## GOAL OF THE EXERCISE
Copy out the data verbatim, starting at the line containing "the player's bare" and ending with the line containing "column 35, row 183", both included.

## TASK MATERIAL
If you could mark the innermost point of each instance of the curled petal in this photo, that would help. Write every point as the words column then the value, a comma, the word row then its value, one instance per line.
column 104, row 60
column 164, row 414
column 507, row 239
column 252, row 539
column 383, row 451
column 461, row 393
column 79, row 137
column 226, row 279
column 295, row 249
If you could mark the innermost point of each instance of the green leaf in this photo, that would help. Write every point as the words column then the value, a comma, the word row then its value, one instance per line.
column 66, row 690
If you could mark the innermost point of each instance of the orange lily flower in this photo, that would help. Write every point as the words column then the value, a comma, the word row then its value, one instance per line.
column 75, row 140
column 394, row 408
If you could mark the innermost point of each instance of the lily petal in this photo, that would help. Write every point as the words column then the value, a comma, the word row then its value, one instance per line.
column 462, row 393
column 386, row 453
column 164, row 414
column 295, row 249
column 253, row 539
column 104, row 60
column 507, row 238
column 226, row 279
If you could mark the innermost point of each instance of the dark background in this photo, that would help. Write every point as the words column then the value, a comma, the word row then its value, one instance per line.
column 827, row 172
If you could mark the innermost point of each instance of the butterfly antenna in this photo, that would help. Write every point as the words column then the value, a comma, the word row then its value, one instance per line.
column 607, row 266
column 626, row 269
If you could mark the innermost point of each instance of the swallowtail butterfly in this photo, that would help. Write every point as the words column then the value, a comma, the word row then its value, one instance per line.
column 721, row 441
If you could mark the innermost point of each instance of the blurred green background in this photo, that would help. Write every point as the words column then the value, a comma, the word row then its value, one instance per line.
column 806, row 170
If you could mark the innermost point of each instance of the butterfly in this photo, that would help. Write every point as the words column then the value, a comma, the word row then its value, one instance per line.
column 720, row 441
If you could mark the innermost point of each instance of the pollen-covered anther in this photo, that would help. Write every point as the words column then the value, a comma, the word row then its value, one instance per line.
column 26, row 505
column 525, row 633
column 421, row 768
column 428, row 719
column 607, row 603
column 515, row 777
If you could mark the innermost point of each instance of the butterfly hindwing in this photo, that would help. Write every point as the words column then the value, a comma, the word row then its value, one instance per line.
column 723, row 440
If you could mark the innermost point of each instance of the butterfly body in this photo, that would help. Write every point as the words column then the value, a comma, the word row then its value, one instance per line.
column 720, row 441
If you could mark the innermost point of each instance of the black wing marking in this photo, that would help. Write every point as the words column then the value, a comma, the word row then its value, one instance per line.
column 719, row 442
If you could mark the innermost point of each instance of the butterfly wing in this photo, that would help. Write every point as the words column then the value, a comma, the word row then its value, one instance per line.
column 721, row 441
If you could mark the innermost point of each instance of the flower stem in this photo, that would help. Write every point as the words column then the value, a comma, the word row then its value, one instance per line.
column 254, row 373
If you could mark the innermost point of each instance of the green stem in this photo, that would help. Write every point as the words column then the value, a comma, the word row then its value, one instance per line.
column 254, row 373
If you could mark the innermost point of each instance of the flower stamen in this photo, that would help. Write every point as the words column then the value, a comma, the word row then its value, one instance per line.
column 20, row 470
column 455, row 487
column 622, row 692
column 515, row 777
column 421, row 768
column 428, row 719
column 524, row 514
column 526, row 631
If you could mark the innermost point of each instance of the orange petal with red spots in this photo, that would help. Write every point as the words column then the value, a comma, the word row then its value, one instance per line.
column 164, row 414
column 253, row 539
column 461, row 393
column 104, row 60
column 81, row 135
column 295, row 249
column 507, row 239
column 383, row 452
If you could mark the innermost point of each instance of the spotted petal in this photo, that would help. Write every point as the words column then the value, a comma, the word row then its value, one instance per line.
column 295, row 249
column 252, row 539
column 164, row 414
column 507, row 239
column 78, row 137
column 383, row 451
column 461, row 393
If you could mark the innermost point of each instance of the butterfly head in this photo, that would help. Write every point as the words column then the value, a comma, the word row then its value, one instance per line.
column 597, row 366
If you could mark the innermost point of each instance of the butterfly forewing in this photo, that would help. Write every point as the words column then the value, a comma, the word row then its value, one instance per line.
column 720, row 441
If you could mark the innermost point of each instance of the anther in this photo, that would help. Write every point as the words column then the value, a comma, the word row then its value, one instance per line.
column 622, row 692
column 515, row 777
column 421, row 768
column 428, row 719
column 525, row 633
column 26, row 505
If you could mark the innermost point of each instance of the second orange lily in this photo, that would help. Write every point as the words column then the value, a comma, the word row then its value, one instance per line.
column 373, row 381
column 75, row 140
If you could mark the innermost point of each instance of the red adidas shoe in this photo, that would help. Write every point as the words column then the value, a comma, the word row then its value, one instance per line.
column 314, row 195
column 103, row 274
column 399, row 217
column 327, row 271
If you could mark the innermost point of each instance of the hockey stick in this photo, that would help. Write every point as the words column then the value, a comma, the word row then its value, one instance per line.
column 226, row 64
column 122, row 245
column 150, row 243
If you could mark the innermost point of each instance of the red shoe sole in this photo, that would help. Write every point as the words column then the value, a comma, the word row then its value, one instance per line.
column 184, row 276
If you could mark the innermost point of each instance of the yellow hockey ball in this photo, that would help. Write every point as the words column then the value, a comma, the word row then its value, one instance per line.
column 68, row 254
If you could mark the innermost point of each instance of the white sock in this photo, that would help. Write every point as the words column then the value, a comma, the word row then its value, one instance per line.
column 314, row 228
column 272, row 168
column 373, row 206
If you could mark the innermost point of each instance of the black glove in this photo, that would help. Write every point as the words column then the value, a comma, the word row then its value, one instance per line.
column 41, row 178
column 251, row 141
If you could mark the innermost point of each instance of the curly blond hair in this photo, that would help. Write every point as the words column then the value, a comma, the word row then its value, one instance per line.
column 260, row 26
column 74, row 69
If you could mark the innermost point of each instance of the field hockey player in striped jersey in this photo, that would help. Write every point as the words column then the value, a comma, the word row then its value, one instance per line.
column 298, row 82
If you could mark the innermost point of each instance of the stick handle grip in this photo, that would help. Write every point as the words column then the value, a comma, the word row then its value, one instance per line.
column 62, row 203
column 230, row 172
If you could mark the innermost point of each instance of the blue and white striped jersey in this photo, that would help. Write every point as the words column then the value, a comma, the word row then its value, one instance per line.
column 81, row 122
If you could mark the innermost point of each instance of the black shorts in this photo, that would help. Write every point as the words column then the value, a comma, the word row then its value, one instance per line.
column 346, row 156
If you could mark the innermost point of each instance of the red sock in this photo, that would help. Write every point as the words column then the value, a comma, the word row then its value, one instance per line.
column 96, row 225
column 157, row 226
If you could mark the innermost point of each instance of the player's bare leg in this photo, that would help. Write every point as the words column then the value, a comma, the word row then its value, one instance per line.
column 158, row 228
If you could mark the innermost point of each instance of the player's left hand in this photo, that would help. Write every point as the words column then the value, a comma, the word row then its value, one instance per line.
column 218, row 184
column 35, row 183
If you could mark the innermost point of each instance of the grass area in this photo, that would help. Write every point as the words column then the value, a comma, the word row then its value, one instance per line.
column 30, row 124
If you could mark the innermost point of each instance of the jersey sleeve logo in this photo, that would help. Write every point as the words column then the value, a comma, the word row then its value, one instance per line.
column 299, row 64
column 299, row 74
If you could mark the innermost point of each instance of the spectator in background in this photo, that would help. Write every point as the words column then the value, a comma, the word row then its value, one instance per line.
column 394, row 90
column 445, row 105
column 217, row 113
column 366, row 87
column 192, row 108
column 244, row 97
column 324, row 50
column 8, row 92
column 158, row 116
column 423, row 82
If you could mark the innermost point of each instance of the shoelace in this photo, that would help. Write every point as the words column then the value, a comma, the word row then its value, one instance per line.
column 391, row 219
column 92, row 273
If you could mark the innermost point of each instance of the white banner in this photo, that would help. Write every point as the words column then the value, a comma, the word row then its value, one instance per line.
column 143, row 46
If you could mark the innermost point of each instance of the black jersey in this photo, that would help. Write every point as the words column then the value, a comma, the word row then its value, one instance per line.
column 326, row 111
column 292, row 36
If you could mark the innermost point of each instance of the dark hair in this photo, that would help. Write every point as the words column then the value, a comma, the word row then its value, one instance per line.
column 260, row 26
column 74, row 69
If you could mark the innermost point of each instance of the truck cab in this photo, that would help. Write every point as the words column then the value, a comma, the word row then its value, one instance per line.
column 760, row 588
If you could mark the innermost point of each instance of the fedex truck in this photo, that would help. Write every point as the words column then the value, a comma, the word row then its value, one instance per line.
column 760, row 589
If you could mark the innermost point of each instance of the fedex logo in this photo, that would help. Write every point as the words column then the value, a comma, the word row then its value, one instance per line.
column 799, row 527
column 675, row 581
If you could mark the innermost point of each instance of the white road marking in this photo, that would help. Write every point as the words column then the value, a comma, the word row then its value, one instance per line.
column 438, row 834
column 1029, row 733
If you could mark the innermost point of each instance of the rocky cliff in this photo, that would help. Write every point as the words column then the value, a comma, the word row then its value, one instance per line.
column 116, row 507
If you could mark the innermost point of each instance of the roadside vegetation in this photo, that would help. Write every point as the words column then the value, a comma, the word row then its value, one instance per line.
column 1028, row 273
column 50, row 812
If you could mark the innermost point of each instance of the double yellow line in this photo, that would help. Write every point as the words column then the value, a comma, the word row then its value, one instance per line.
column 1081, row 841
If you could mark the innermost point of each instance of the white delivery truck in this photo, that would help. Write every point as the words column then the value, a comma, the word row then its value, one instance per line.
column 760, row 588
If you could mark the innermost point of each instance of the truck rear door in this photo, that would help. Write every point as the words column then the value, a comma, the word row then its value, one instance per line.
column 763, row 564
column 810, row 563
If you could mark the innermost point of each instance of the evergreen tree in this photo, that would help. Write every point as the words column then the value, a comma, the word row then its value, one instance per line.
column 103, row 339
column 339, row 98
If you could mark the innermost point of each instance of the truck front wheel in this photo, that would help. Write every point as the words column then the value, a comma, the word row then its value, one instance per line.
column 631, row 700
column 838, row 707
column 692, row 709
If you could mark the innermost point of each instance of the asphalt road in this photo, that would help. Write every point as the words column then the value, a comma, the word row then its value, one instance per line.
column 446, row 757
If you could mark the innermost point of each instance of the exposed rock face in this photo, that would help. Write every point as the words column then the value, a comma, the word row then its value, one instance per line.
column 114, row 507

## TASK SOLUTION
If you could mark the innermost point of each instance of the player's bare leg in this photo, that would help. Write every point as the words column then the value, a comma, the word row then its value, one instance per line.
column 158, row 228
If you could mark the innermost point of each instance of the player's left hand in this photo, that would help. Write every point as the words column then the value, a comma, the word row then its value, one instance per line.
column 218, row 184
column 35, row 183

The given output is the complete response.